### Given exercise
Turn every line of the records below into a JSON list of strings, one string per line, and skip any blank lines. Include no pictures in your answer.
========
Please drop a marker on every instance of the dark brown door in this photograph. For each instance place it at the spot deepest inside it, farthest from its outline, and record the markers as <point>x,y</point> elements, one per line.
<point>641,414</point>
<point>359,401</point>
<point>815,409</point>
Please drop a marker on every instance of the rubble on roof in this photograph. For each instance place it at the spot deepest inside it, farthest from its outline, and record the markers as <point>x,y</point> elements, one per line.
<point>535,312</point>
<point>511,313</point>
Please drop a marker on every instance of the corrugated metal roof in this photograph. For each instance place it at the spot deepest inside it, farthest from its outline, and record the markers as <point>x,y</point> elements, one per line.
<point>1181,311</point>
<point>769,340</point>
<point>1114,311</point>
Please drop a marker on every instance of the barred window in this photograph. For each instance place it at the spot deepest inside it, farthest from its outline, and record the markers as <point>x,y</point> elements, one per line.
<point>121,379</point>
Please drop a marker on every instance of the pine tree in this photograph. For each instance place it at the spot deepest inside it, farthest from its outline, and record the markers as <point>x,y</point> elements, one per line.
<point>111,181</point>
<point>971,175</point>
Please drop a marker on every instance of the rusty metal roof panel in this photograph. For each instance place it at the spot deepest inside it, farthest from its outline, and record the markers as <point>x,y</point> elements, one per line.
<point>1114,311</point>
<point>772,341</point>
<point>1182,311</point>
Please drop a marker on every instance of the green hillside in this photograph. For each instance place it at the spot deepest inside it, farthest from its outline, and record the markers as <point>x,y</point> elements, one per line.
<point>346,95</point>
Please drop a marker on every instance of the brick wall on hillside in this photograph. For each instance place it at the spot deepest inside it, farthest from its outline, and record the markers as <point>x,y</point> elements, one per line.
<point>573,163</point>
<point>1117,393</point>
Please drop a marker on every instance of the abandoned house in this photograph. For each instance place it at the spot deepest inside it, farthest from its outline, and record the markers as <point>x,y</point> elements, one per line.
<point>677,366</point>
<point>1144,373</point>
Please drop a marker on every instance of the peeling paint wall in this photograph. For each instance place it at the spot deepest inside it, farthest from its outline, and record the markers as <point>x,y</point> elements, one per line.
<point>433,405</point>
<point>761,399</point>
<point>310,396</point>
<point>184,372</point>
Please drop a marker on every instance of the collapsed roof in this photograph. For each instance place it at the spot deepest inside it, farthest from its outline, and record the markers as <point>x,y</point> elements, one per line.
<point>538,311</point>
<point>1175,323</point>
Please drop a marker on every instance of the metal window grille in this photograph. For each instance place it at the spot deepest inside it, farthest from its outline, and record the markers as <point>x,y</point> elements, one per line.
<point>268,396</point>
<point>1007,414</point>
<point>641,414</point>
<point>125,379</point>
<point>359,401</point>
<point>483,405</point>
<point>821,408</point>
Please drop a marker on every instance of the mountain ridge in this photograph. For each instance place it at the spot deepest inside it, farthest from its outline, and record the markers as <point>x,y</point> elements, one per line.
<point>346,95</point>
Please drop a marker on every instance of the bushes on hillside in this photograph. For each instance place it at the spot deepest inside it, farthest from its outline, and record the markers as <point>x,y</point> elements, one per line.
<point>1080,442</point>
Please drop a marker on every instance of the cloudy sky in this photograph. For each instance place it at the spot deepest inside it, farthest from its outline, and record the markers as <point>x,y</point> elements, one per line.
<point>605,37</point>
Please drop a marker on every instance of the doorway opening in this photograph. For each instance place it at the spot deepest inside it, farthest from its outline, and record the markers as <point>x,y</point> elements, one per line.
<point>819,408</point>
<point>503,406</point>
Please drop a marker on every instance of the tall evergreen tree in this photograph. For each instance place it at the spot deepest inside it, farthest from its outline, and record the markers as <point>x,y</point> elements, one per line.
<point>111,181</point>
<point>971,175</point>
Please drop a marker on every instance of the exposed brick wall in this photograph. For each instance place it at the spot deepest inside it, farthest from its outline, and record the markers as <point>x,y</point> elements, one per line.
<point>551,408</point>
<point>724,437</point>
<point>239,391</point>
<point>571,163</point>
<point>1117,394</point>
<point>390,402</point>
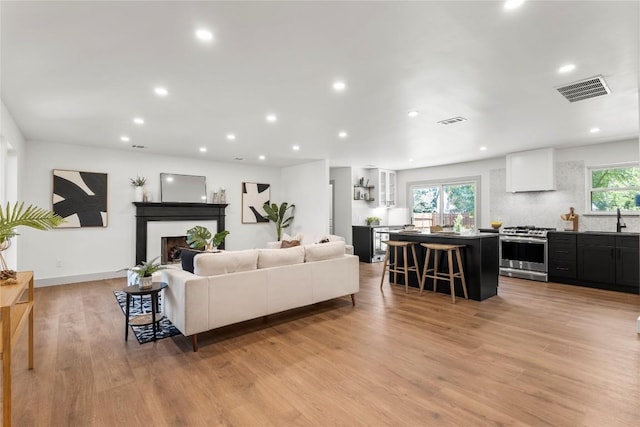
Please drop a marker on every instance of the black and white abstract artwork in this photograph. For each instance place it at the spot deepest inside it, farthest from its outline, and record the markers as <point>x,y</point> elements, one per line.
<point>253,197</point>
<point>80,198</point>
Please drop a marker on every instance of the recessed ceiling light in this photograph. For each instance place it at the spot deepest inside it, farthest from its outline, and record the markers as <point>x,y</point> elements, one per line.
<point>567,68</point>
<point>161,91</point>
<point>513,4</point>
<point>339,86</point>
<point>204,35</point>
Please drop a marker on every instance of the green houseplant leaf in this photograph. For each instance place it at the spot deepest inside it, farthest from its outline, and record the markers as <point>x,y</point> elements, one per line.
<point>199,237</point>
<point>147,268</point>
<point>277,214</point>
<point>31,216</point>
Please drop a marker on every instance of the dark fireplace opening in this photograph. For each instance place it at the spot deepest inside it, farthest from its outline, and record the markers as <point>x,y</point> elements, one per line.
<point>171,246</point>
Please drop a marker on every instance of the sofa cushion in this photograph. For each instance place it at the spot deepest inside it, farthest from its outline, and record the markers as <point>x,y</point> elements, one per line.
<point>214,264</point>
<point>319,252</point>
<point>289,244</point>
<point>278,257</point>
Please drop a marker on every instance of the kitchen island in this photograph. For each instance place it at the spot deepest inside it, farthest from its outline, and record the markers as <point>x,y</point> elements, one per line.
<point>480,258</point>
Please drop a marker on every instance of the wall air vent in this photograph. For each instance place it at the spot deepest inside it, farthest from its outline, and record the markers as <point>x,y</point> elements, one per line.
<point>452,120</point>
<point>584,89</point>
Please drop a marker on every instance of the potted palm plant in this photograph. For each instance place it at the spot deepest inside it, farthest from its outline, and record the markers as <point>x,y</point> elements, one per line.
<point>12,217</point>
<point>145,269</point>
<point>138,184</point>
<point>200,237</point>
<point>278,214</point>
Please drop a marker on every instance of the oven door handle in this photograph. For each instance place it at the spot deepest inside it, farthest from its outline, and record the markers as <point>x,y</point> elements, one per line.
<point>523,240</point>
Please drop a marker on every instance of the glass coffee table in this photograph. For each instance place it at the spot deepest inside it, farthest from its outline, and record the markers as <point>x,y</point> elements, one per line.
<point>143,319</point>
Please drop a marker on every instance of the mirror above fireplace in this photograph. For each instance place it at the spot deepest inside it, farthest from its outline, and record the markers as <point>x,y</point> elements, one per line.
========
### Full answer
[
  "Please drop a marker on every instance of the dark brown door in this photograph. For each instance place it at the spot deepest inside it, farthest from its outline, and record the markers as <point>x,y</point> elements, one per line.",
  "<point>641,414</point>",
  "<point>359,401</point>",
  "<point>815,409</point>",
  "Please drop a marker on every instance of the rubble on roof in this photograph. For each instance place it at the spot deepest inside it, farthest from its outline, and record the markers as <point>x,y</point> elements, one per line.",
  "<point>535,312</point>",
  "<point>511,313</point>",
  "Please drop a marker on every instance of the corrugated metal roof in this photograph. For each instance place it at the spot deepest inside it, farthest from its outline, and record the markers as <point>x,y</point> elements, one per line.",
  "<point>1181,311</point>",
  "<point>769,340</point>",
  "<point>1114,311</point>",
  "Please drop a marker on every instance of the barred window in this photograph. For each instance place it at the spot deepest inside it, farthest from its outline, and record the markers as <point>x,y</point> elements, one per line.",
  "<point>121,379</point>",
  "Please drop a marker on every instance of the pine tree in this photograph. For each instance place it at the spot deepest inside it, farthest from its outline, and record the markers as <point>x,y</point> elements, one per line.",
  "<point>111,181</point>",
  "<point>971,175</point>",
  "Please drop a marker on every instance of the rusty metal roof panel in this photograph. For each instance place it at the spot deepest inside it, farthest from its outline, and record the markers as <point>x,y</point> elements, one per line.",
  "<point>1114,311</point>",
  "<point>772,341</point>",
  "<point>1182,311</point>",
  "Please drop a marker on every instance of the green hillside in this photograph. For each instance place it at the spot deepest inside it, farthest from its outline, and record the markers as <point>x,y</point> elements, one per line.",
  "<point>346,95</point>",
  "Please drop a marker on every instance of the brick wall on hillside in this photograph. For each instance place it at the spot deepest inside it, farthest from its outline, and record the markers as <point>x,y</point> elements, one per line.",
  "<point>573,163</point>",
  "<point>1117,393</point>",
  "Please drop a marker on every instance of the abandoned house in this photograph. For each instance place it at the spot deepest inside it, farthest from its outline, and record the markers as <point>x,y</point> elements, one per line.",
  "<point>677,366</point>",
  "<point>1144,373</point>",
  "Please drop a marker on every instance of the peeling paint wall in this photograph. For each instance place it at the spot deepest inside it, farthest from its outline, and record the markers as <point>x,y</point> elements, one per line.",
  "<point>433,405</point>",
  "<point>761,399</point>",
  "<point>310,396</point>",
  "<point>184,372</point>",
  "Please drop a marker on every instance of the collapsed roof in this photograph. For each instance place it at the spot deepest inside it, farthest from its outline, and record the markers as <point>x,y</point> elements, one per line.",
  "<point>538,311</point>",
  "<point>1175,323</point>",
  "Please drop a marker on every instance of the metal window grille in this photograph. For each instance place it at the spot deepest inside it, farthest from its outline, and record the markers as <point>x,y</point> elements, one per line.",
  "<point>268,396</point>",
  "<point>1007,414</point>",
  "<point>641,414</point>",
  "<point>125,379</point>",
  "<point>359,401</point>",
  "<point>483,405</point>",
  "<point>821,408</point>",
  "Please drop a marker on every instance of the mountain ridge in this photograph. For each instance place it at the spot deepest inside it, farthest from its outline, and record the markers as <point>x,y</point> elements, one per line.",
  "<point>346,95</point>",
  "Please drop a marker on every instance of the bushes on hillside in this photograph. For each instance place it at the spot deepest inside it, farthest from its outline, and record the markers as <point>x,y</point> elements, one per line.",
  "<point>1080,442</point>",
  "Please drop a marker on every instance of the cloudy sky in this photograph. For each instance place it at the spot deepest inside it, farthest from its outline, and record the markers as <point>x,y</point> elements, one per line.",
  "<point>605,37</point>",
  "Please drop a marker on every instance of the doorway opening in this photograph. For each instance place it at the spot deepest inside it, farthest from its outline, and record the markers as <point>x,y</point> elements, one per line.",
  "<point>819,408</point>",
  "<point>503,406</point>",
  "Please drop a marker on every instance of the tall evergreen tree in this photograph. For each instance place it at the spot deepest inside it, farthest from its outline, and record the markers as <point>x,y</point> elements, one per line.",
  "<point>111,181</point>",
  "<point>971,175</point>",
  "Please drop a marker on every instance of the exposed brick wall in this photograph. For each instance place it at the spot deepest inside it, farthest from its outline, and record the markers as <point>x,y</point> elements, one per line.",
  "<point>551,408</point>",
  "<point>724,437</point>",
  "<point>239,391</point>",
  "<point>571,163</point>",
  "<point>1117,394</point>",
  "<point>390,402</point>",
  "Please drop a marker on every instance of the black and white abstract artwork in this photograph. For each instance place it at the spot deepest inside it, farthest from its outline, and record the markers as <point>x,y</point> elements, one per line.",
  "<point>253,197</point>",
  "<point>80,198</point>",
  "Please drop a marker on every instance of the recessed ceiling light in this photograph. For each instance place it at the spot deepest inside it, farthest from its outline, and record the markers as <point>x,y</point> elements, one per line.",
  "<point>567,68</point>",
  "<point>161,91</point>",
  "<point>513,4</point>",
  "<point>339,86</point>",
  "<point>204,35</point>",
  "Please drop a marker on every instance of the green houseplant leaf in this photograph. For each instance place it at the spot deepest inside it, farthest from its outline, and record the markers as <point>x,y</point> elements, one per line.",
  "<point>199,237</point>",
  "<point>147,268</point>",
  "<point>277,214</point>",
  "<point>31,216</point>",
  "Please drop a marker on every instance of the dark fireplace opening in this photograph. For each instance place it at the spot deepest inside it, farthest from its outline, and record the markers as <point>x,y</point> elements, one per line.",
  "<point>171,246</point>",
  "Please drop a marker on every instance of the sofa cushion in this photograph. For each instance place it at the spot deepest inside it, farthest from its outline, and record the markers as <point>x,y</point> elements, one per line.",
  "<point>214,264</point>",
  "<point>319,252</point>",
  "<point>289,244</point>",
  "<point>278,257</point>",
  "Please drop a marker on every instance of the kitchen island in this photograph. For each instance place it at the spot deepest inside it, farthest from its outline, and record the markers as <point>x,y</point> elements, one per line.",
  "<point>480,258</point>",
  "Please drop a marker on every instance of the wall air vent in this photograph. For each instance place it at the spot deepest inside it, farthest from its outline, and record the markers as <point>x,y</point> elements, one per line.",
  "<point>452,120</point>",
  "<point>584,89</point>",
  "Please drop a marker on every instance of the potted palm plant in this photograph. For each instance place it at the spot deepest inside it, farthest from its outline, and record the markers as <point>x,y</point> elements, one per line.",
  "<point>12,217</point>",
  "<point>145,269</point>",
  "<point>138,184</point>",
  "<point>200,237</point>",
  "<point>278,214</point>",
  "Please drop a marker on every instance of the oven door handle in this photograph. For each instance place it at the spot deepest inside it, farthest from its outline, and record the markers as <point>x,y</point> elements, one per line.",
  "<point>523,240</point>",
  "Please drop a marker on every instance of the glass coffee table in this photograph. For each instance place it at the spot deepest inside it, farthest from its outline, and record the markers as <point>x,y</point> elements, one per line.",
  "<point>143,319</point>",
  "Please drop a marker on every instance of the mirror above fireplace in this photograph. For each instance place it at the spot deepest inside it, farthest from its outline, and record the markers as <point>x,y</point> elements, one per line."
]